── Selected passage

# New Exam Format



## 3dB down (Dec 24, 2008)

Does anyone have a line on the new electrical exam in April or are we all going to be the guinea pigs? I know the board has some info out there. Just wondering what anyone had seen. Thanks.

P.S. Please forgive me if I missed this being covered in another area.


----------



## Texass (Dec 26, 2008)

the best advice I could give anyone taking the exam is ........

1. completely study &amp; understand all of the electrical FE exam questions from FERM

2. get offical NCEES sample exam and solve every problem in the boook

3. re-word all of the questions in the sample exam &amp; solve.

for example, if the sample exam gives voltage &amp; wants to know the current, make up a similar question and let the given be current &amp; solve for voltage. This is a simplied example but you get the idea. the questions on the exam are the same as the sample exam, but always ask for what was given on the sample. Just know how to solve all of the problems with any givens. solve the questions for delta &amp; wye connections if taking power, etc.

good luck, its not that hard


----------



## benbo (Dec 26, 2008)

Texass said:


> the best advice I could give anyone taking the exam is ........ 1. completely study &amp; understand all of the electrical FE exam questions from FERM
> 
> 2. get offical NCEES sample exam and solve every problem in the boook
> 
> ...


How do you know it's not that hard? Have you seen the new exam? Or are you just making an assumption?

BTW - not saying your assumption is wrong, just wondering if you have some sort of inside information here.


----------



## rancam (Dec 31, 2008)

Because they normalize the tests to make them equal even if it was hard it shouldn't matter. You just need to be in the top 2/3 of the people taking the test. Historically 65-70% of the people pass. So even if the test was amazingly hard you should be ok still.

rancam


----------



## FairhopeEE (Dec 31, 2008)

benbo said:


> How do you know it's not that hard? Have you seen the new exam? Or are you just making an assumption?
> BTW - not saying your assumption is wrong, just wondering if you have some sort of inside information here.


I took the exam for the first time this past October and was fortunate enough to pass; I think it is more accurate to say that the problems do not involve really long, intense calculations. The NCEES sample exam was very representative in terms of difficultly of the problems. If you find yourself doing complicated math to get a solution, you're probably over-thinking it.

────
── Records shown

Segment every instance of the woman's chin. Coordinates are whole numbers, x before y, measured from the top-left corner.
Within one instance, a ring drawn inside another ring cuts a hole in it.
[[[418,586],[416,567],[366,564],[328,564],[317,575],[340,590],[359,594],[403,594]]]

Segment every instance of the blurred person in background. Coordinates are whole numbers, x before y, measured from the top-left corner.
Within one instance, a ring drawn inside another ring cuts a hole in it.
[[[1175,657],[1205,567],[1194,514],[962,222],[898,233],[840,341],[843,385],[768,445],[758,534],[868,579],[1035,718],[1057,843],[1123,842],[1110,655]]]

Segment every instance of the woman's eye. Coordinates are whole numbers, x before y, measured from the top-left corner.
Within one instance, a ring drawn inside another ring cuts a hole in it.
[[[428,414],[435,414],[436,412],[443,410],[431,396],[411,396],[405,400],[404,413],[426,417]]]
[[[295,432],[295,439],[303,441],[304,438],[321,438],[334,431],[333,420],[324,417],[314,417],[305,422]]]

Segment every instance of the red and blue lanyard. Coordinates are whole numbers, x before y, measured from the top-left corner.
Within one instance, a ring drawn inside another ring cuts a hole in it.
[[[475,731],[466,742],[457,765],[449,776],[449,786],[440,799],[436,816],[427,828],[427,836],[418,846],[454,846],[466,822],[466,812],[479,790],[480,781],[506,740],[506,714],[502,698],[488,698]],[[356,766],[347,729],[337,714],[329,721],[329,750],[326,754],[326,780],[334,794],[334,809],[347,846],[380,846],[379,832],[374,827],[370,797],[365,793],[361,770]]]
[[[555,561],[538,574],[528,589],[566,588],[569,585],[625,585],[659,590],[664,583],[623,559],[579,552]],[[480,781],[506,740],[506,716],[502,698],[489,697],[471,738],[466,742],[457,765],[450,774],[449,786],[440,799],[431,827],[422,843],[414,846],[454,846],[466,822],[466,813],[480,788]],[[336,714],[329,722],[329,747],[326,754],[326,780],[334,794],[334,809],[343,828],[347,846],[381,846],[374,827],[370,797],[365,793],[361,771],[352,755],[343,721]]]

────

Task instructions:
a) In the thread about the new electrical exam format, what share of people does rancam say has historically passed?
b) Extend the forum thread about the new electrical exam format past its last post.

Answers to the exercises:
a) 65-70% of the people taking the test.

b)
My advice: know your references like the back of your hand (and don't try to bring in too many), work as many practice problems as possible, and stay positive.


----------



## 3dB down (Jan 2, 2009)

Hopefully, I won't have find out what the new exam is like. I took the exam in Oct and am now just waiting for California results. I should know in a couple more weeks. If I didn't pass, there is another poor bastard in my office that is going to take the exam in April so I'll have a study partner.


----------



## benbo (Jan 3, 2009)

FairhopeEE said:


> I took the exam for the first time this past October and was fortunate enough to pass; I think it is more accurate to say that the problems do not involve really long, intense calculations. The NCEES sample exam was very representative in terms of difficultly of the problems. If you find yourself doing complicated math to get a solution, you're probably over-thinking it.
> My advice: know your references like the back of your hand (and don't try to bring in too many), work as many practice problems as possible, and stay positive.


Your advice is reasonable but I don't think it answers this person's specific question. Since the exam is new it will require different topics and different references than the old style.

Do you people who are answering here even understand the question the person is asking? Are you aware there is going to be an entirely new exam format the next administration?

http://www.ncees.org/exams/professional/pe...rical_exams.php

THere is not going to be any more general section in the AM, so how anybody could know anything about the difficulty of the exam is beyond me, since nobody has taken an exam similar to it. That is what this question is about. I also took and passed an exam with an easy AM section. I have no idea how I would fare on the new format.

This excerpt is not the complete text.